FK-THL TBPP KARAWANG

KIRIM CERITA ANDA KE EMAIL KAMI

TERPAFAVORIT

IKLAN BLOG

Total Tayangan Halaman

Sabtu, September 12, 2009

Cita Cita PPL Di masa kecil


sudah lama aku gak merasakan lumpur sawah mengering di kakiku. Pagi ini aku merasakanya lagi dingin dan baunya yang khas. Masa tanam padi sedang dimulai. Dan pagi ini, aku mengantarkan sarapan pagi buat para pekerja tandur yang semuanya ibu-ibu. Sisa bambu pembatas semaian benih mendorongku untuk masuk sawah dan meminggirkanya. Dan lumpur ini mengingatkanku dengan masa kecilku yang akrab berbalut lumpur.

Dulu, setiap masa panen, ketika belalang muncul banyak-banyaknya. Area mainanku adalah sawah, mengejar belalang untuk di goreng. belalang di desaku di namai "Walang". Ada banyak walang yang aku kenal. Ada walang gambuh. tempatnya di pohon singkong. Ada walang bedor, tempat hidupnya di tanaman padi dan rumput-rumput yang agak tinggi. walang gepuk, walang geper, walang kayu, walang genjor (ini paling enak buat dimasak), walang epret, walang kecongcong, walang kedehe dan banyak lagi jenis belalang lokal yang aku lupa namanya. Kalo malam tiba, masyarakat di desaku dulu banyak yang ngobor nangkap walang. Dengan bekal damar buat penerang dan botol sebagai tempat menaruh hasil tangkapan, aku juga ikut berpartisipasi. Bahkan aku sempat bingung dulu, kegelapan mengaburkan posisiku. Setiap melangkah yang terlihat hanya obor-obor kecil lain. Jalan sama sekali gak terlihat. Akhirnya kususuri pematang sawah yang jadi terasa sangat jauh dan muaraku pun tampak. Jalan besar menuju pulang.

◆ Blok Data:
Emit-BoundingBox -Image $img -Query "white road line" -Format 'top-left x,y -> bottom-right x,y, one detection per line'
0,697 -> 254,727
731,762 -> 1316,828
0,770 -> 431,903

◆ Soal: Tulis lagi bagian cerita masa kecil di sawah di atas, antara "sudah lama aku" dan "akrab berbalut lumpur.", termasuk keduanya, dengan mengganti "ibu-ibu" menjadi "bapak-bapak".

◆ Jawaban:
sudah lama aku gak merasakan lumpur sawah mengering di kakiku. Pagi ini aku merasakanya lagi dingin dan baunya yang khas. Masa tanam padi sedang dimulai. Dan pagi ini, aku mengantarkan sarapan pagi buat para pekerja tandur yang semuanya bapak-bapak. Sisa bambu pembatas semaian benih mendorongku untuk masuk sawah dan meminggirkanya. Dan lumpur ini mengingatkanku dengan masa kecilku yang akrab berbalut lumpur.